Repeat exactly each line of the data provided below.

Records for the exercise =
☆ ☆ ☆

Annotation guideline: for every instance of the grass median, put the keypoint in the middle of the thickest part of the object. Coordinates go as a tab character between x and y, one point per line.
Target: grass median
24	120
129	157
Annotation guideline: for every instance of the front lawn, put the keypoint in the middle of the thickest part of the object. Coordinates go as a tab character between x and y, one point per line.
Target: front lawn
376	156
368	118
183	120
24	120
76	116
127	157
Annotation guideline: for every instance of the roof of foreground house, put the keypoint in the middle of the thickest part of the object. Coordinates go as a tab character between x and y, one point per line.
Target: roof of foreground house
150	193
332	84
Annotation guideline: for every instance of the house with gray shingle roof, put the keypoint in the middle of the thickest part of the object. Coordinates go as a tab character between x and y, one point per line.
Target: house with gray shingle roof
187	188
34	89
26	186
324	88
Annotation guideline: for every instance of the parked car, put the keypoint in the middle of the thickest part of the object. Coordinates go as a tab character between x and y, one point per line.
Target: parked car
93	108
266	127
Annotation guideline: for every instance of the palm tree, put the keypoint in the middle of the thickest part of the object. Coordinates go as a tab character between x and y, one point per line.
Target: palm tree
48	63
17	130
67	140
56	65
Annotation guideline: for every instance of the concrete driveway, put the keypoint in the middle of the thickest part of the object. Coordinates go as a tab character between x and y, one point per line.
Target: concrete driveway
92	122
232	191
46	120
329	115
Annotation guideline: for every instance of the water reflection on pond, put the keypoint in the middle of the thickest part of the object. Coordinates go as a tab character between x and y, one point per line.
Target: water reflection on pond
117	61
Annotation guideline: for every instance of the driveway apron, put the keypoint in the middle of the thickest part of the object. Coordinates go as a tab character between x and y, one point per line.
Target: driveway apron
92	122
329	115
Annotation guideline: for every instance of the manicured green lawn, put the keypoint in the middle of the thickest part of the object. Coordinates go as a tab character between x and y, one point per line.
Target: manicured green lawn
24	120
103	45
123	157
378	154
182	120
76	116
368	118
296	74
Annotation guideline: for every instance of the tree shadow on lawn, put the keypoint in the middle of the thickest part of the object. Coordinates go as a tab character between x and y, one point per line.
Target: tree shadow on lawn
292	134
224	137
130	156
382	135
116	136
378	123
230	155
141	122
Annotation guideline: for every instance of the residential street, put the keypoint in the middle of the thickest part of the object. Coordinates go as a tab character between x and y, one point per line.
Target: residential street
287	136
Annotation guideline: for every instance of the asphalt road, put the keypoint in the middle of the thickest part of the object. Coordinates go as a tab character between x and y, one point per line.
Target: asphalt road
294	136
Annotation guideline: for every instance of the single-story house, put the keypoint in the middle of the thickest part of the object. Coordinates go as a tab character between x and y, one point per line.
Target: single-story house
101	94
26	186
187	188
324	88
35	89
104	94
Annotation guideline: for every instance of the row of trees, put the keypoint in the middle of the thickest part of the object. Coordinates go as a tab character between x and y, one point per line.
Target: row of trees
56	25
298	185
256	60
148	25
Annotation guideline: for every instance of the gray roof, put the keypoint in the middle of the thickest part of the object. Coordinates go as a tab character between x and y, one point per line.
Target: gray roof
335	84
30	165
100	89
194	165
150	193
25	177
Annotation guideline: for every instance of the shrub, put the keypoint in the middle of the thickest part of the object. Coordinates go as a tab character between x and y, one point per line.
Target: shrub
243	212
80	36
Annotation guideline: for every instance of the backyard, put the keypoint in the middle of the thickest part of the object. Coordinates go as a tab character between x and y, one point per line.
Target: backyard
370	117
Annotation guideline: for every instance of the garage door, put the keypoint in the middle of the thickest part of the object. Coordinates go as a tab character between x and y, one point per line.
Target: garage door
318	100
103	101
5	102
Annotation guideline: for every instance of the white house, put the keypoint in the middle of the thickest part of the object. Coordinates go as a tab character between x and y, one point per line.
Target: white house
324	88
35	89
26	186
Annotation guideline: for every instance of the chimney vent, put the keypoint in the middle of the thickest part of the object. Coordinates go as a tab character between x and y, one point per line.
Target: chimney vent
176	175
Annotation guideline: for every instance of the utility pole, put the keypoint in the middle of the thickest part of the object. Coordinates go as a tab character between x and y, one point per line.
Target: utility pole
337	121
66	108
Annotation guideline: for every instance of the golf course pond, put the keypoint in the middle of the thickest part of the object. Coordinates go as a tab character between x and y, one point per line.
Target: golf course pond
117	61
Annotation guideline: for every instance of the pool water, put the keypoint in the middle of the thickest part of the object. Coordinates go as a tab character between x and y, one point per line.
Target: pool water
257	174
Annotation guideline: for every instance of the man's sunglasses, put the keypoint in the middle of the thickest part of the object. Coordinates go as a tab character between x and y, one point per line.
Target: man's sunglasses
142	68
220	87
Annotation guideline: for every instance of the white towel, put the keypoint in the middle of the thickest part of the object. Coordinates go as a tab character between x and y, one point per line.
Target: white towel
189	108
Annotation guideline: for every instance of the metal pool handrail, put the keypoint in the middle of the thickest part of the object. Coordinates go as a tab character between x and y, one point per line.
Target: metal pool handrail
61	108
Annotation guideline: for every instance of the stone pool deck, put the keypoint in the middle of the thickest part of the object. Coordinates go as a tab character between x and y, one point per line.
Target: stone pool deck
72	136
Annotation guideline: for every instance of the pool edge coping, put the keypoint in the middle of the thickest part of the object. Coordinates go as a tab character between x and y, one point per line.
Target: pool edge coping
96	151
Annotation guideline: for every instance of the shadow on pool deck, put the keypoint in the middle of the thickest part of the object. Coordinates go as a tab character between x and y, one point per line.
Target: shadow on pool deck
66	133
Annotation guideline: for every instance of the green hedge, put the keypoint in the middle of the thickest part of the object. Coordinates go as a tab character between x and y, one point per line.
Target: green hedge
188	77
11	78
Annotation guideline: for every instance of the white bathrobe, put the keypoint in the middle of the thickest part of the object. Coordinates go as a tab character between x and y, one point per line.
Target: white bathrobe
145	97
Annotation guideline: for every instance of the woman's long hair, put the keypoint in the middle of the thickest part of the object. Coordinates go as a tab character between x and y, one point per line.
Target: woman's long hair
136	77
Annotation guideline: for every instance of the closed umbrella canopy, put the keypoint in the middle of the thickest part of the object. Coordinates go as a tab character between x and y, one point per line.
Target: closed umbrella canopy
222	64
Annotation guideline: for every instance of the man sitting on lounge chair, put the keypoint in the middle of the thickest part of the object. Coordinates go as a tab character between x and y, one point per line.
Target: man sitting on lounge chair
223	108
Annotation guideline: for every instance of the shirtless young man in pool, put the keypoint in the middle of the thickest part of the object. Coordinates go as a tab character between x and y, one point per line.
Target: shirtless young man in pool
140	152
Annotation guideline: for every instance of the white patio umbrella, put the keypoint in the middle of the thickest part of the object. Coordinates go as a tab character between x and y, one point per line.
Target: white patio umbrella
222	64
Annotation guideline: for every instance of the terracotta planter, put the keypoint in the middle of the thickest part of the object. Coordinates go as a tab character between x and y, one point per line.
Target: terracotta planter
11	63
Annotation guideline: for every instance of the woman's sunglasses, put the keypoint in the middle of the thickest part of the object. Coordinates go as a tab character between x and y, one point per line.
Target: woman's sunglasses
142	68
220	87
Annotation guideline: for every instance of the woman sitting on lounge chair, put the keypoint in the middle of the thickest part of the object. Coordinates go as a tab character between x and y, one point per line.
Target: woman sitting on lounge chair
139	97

☆ ☆ ☆

Response to the exercise =
Annotation guideline: for every instance of the grass median, put the keypoint in the middle of the thickest part of the object. Coordinates go as a tab character between x and y, one point per line.
Target: grass median
24	120
129	157
Annotation guideline: for every instance of the front lawn, put the keypoint in the middle of the thickest part of the object. Coordinates go as a tab character between x and y, one point per line.
Target: front lawn
376	156
368	118
183	120
24	120
76	116
127	157
Annotation guideline: for every instance of the roof of foreground house, put the keypoint in the middle of the thickest part of the object. Coordinates go as a tab character between x and y, one point per line.
Target: roof of foreground house
150	193
332	84
Annotation guideline: for every instance of the house with gray shingle roof, put the keypoint in the middle of the thickest part of the object. Coordinates go as a tab character between x and y, one point per line.
Target: house with gray shingle roof
187	188
34	89
26	186
324	88
Annotation guideline: for every instance of the parked car, put the keypoint in the middle of the thickest part of the object. Coordinates go as a tab character between x and y, one point per line.
Target: parked car
93	108
266	127
Annotation guideline: for every instance of the palm tree, put the keypoint in the middle of the thickest part of the object. Coordinates go as a tab character between x and y, one point per line.
Target: palm tree
48	63
17	130
67	140
56	65
Annotation guideline: for every instance of the concrete driveway, put the keypoint in the middle of the thickest part of the object. Coordinates go as a tab character between x and y, one point per line.
Target: concrete driveway
92	122
232	191
46	120
329	115
Annotation guideline: for every instance of the water reflection on pond, put the keypoint in the middle of the thickest part of the object. Coordinates go as a tab character between x and y, one point per line.
Target: water reflection on pond
117	61
Annotation guideline: for every instance of the driveway apron, put the keypoint in the middle of the thickest part of the object. Coordinates go as a tab character between x and y, one point per line.
Target: driveway apron
92	122
329	115
Annotation guideline: for every instance of the manicured green lawn, put the keypoint in the middle of the thickest part of the object. Coordinates go as a tab character between x and y, one point per line.
Target: manicured green lawn
24	120
103	45
123	157
378	154
182	120
76	116
368	118
296	74
Annotation guideline: for every instance of the tree shadow on lawn, put the keypoint in the middle of the thickest part of the object. Coordinates go as a tab character between x and y, one point per line.
Target: tree shadow on lawn
292	134
224	137
130	156
382	135
116	136
378	123
230	155
141	122
Annotation guideline: for every instance of the residential street, put the keypoint in the middle of the thickest part of the object. Coordinates go as a tab character between x and y, one point per line.
Target: residential street
287	136
Annotation guideline: for every instance of the asphalt road, put the keypoint in the middle of the thickest part of the object. Coordinates go as a tab character between x and y, one point per line.
Target: asphalt road
294	136
Annotation guideline: for every instance of the single-story house, put the keypoint in the middle of the thickest part of the object. Coordinates go as a tab character between x and y, one point per line.
Target: single-story house
101	94
26	186
187	188
324	88
35	89
104	94
Annotation guideline: for every instance of the row of trees, put the keypoint in the middle of the thickest part of the object. Coordinates go as a tab character between x and y, one point per line.
Target: row of trees
56	25
298	185
256	60
148	25
Annotation guideline: for every instance of the gray roof, put the keypoint in the middle of the thickest part of the object. Coordinates go as a tab character between x and y, one point per line.
Target: gray roof
335	84
30	165
100	89
194	165
150	193
25	177
Annotation guideline: for every instance of the shrub, put the keypoint in the middle of the thickest part of the object. Coordinates go as a tab character between x and y, one point per line.
Target: shrub
243	212
80	36
Annotation guideline: for every instance of the backyard, put the keypoint in the middle of the thickest part of the object. Coordinates go as a tab character between x and y, one point per line.
Target: backyard
370	117
Annotation guideline: for every instance of the garage door, put the keypoint in the middle of the thickest part of the object. Coordinates go as a tab character between x and y, one point per line.
Target: garage door
318	100
103	101
5	102
Annotation guideline: for every instance of the white house, put the keypoint in the middle of the thickest part of the object. Coordinates go as a tab character between x and y, one point per line.
Target: white house
324	88
35	89
26	186
Annotation guideline: for every instance of the chimney vent, put the keypoint in the middle of the thickest part of the object. Coordinates go as a tab character between x and y, one point per line.
Target: chimney vent
176	175
Annotation guideline: for every instance of the utility pole, put the keypoint in the middle of the thickest part of the object. Coordinates go as a tab character between x and y, one point per line.
Target: utility pole
337	121
66	108
Annotation guideline: for every instance of the golf course pond, put the keypoint in the middle of the thickest part of the object. Coordinates go as a tab character between x and y, one point per line.
Target: golf course pond
117	61
Annotation guideline: for every instance of the pool water, put the keypoint in the middle of the thickest part of the object. Coordinates go as a tab character between x and y, one point per line.
Target: pool water
257	174
Annotation guideline: for every instance of the man's sunglasses, put the keypoint in the middle of the thickest part of the object. Coordinates go as a tab character between x and y, one point per line.
Target: man's sunglasses
142	68
220	87
Annotation guideline: for every instance of the white towel, put the keypoint in the middle of the thickest part of the object. Coordinates go as a tab character between x and y, one point per line.
Target: white towel
189	108
Annotation guideline: for every instance of the metal pool handrail, put the keypoint in the middle of the thickest part of the object. Coordinates go as a tab character between x and y, one point per line.
Target: metal pool handrail
61	108
Annotation guideline: for every instance of the stone pool deck, put the keypoint in the middle of the thickest part of the object. Coordinates go as a tab character between x and y, one point per line.
Target: stone pool deck
72	136
Annotation guideline: for every instance of the pool edge coping, put the keypoint in the middle of the thickest part of the object. Coordinates go as a tab character between x and y, one point per line.
Target: pool edge coping
96	151
Annotation guideline: for every instance of the shadow on pool deck, put the keypoint in the middle of the thickest part of the object. Coordinates go as a tab character between x and y, one point per line.
Target: shadow on pool deck
66	133
Annotation guideline: for every instance of the green hedge, put the keypoint in the middle of the thickest part of the object. Coordinates go as a tab character between x and y, one point per line.
Target: green hedge
188	77
11	78
Annotation guideline: for every instance of the white bathrobe, put the keypoint in the middle of the thickest part of the object. Coordinates go as a tab character between x and y, one point per line.
Target: white bathrobe
145	97
Annotation guideline: for every instance of the woman's long hair, put the keypoint in the middle of the thickest part of the object. Coordinates go as a tab character between x and y, one point per line.
Target: woman's long hair
136	77
Annotation guideline: for every instance of the closed umbrella canopy, put the keypoint in the middle of the thickest part of the object. Coordinates go as a tab character between x and y, one point per line.
Target: closed umbrella canopy
222	64
Annotation guideline: for every instance of the man sitting on lounge chair, put the keypoint in the middle of the thickest part of the object. Coordinates go as a tab character between x and y, one point per line.
Target: man sitting on lounge chair
223	108
Annotation guideline: for every instance of the shirtless young man in pool, put the keypoint in the middle of the thickest part of the object. Coordinates go as a tab character between x and y, one point per line.
Target: shirtless young man in pool
140	152
Annotation guideline: for every instance of the white patio umbrella, put the keypoint in the middle of the thickest part of the object. Coordinates go as a tab character between x and y, one point per line.
Target: white patio umbrella
222	64
Annotation guideline: for every instance of the terracotta planter, put the keypoint in the middle of the thickest part of the object. Coordinates go as a tab character between x and y, one point per line.
Target: terracotta planter
11	63
Annotation guideline: for every instance of the woman's sunglasses, put the keypoint in the middle of the thickest part of the object. Coordinates go as a tab character between x and y, one point per line.
Target: woman's sunglasses
142	68
220	87
Annotation guideline: for every instance of the woman sitting on lounge chair, put the keypoint in the middle of the thickest part of the object. Coordinates go as a tab character between x and y, one point per line.
Target: woman sitting on lounge chair
139	97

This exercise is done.